## Exercise instructions
A. Reproduce the stretch of the Arthur Bronwell biography from "Personal details" through "in his honor.".
B. Using the Arthur Bronwell biography, answer these questions:
(i) Who preceded Bronwell as president of Worcester Polytechnic Institute?
(ii) In what year did Bronwell join the faculty of Northwestern University?
(iii) Which journal did he edit while serving as executive secretary of the American Society for Engineering Education?

## Text for analysis
——

- Bronwell circa 1962

9th President of the Worcester Polytechnic Institute
- In office February 1955 – January 1962
- Preceded by: Alvin E. Cormeny
- Succeeded by: Harry P. Storke

Personal details
- Born: Arthur Brough Bronwell August 18, 1909 Chicago, Illinois, US
- Died: May 10, 1985 (aged 75) Willimantic, Connecticut, US
- Education: Illinois Institute of Technology (BS, MS) Northwestern University (MBA)
- Fields: Electrical engineering Engineering education
- Institutions: Northwestern University Worcester Polytechnic Institute University of Connecticut

= Arthur Bronwell =

American college president

Arthur Brough Bronwell (August 18, 1909 – May 10, 1985) was an American professor of electrical engineering who served as president of Worcester Polytechnic Institute (1955–1962) and dean of the University of Connecticut School of Engineering (1962–1970). A building on UConn's campus was named in his honor.

== Early life and career ==
Bronwell was born in Chicago on August 18, 1909. He received his BS degree in 1933 and his MS degree in 1936 from the Illinois Institute of Technology. Bronwell joined the faculty of Northwestern University in 1937 and became a full Professor of Electrical Engineering in 1947. From 1947 through 1954, he served as part-time executive secretary of the American Society for Engineering Education. During his tenure, ASEE's membership rolls increased from fewer than 4,000 to almost 7,000 members by 1951. In his capacity as executive secretary, he also served as editor of the society's journal, Journal of Engineering Education.

——

## Study material
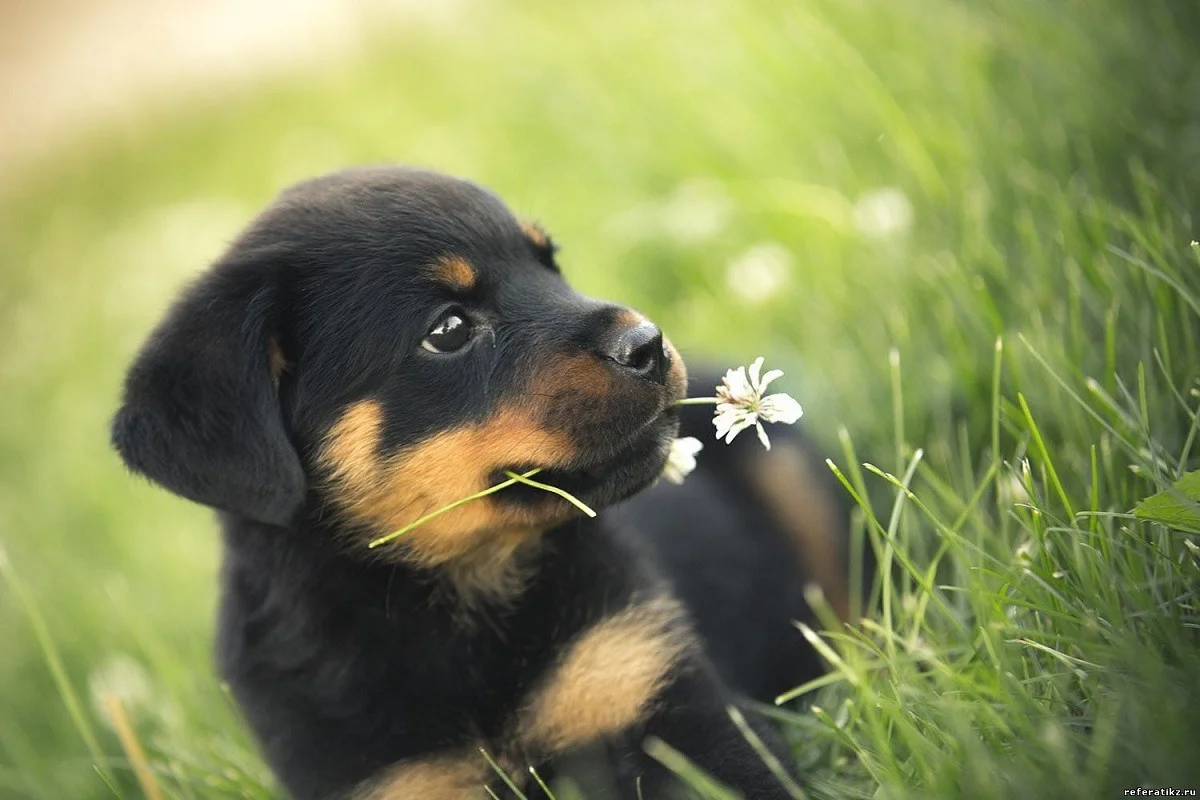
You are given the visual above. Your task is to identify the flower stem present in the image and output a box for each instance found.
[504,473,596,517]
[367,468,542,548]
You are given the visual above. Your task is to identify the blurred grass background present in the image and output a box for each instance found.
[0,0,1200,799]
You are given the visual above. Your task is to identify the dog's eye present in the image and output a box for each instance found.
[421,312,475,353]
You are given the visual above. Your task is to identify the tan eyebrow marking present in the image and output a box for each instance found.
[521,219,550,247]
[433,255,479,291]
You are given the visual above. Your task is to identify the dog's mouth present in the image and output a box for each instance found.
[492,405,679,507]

——

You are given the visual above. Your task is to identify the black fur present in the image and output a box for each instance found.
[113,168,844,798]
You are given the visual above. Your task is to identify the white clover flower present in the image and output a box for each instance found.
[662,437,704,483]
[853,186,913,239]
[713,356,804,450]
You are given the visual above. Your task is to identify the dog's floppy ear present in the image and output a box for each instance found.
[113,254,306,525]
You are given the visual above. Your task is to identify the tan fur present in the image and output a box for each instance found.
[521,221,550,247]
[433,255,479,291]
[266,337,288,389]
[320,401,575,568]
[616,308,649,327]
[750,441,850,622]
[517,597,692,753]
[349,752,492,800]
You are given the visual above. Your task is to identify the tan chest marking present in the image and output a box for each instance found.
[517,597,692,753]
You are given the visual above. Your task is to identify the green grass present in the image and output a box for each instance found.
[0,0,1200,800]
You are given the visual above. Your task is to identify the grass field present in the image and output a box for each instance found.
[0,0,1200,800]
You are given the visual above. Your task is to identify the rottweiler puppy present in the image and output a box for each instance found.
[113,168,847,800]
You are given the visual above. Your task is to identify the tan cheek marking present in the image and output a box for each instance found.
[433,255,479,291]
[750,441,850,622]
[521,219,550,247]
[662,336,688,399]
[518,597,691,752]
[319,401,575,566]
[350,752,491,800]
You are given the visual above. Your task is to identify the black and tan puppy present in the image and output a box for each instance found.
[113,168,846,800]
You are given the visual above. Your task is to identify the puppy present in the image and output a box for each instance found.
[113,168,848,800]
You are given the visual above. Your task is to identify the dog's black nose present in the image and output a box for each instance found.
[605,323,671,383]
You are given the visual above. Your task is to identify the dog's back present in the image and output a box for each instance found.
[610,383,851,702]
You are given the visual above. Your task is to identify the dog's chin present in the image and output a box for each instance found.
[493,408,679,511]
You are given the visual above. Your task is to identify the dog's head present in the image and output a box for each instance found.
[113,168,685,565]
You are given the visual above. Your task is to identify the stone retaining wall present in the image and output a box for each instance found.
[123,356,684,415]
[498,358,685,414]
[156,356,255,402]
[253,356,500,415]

——

## Answer section
A.
Personal details
- Born: Arthur Brough Bronwell August 18, 1909 Chicago, Illinois, US
- Died: May 10, 1985 (aged 75) Willimantic, Connecticut, US
- Education: Illinois Institute of Technology (BS, MS) Northwestern University (MBA)
- Fields: Electrical engineering Engineering education
- Institutions: Northwestern University Worcester Polytechnic Institute University of Connecticut

= Arthur Bronwell =

American college president

Arthur Brough Bronwell (August 18, 1909 – May 10, 1985) was an American professor of electrical engineering who served as president of Worcester Polytechnic Institute (1955–1962) and dean of the University of Connecticut School of Engineering (1962–1970). A building on UConn's campus was named in his honor.

B.
(i) Alvin E. Cormeny
(ii) 1937
(iii) Journal of Engineering Education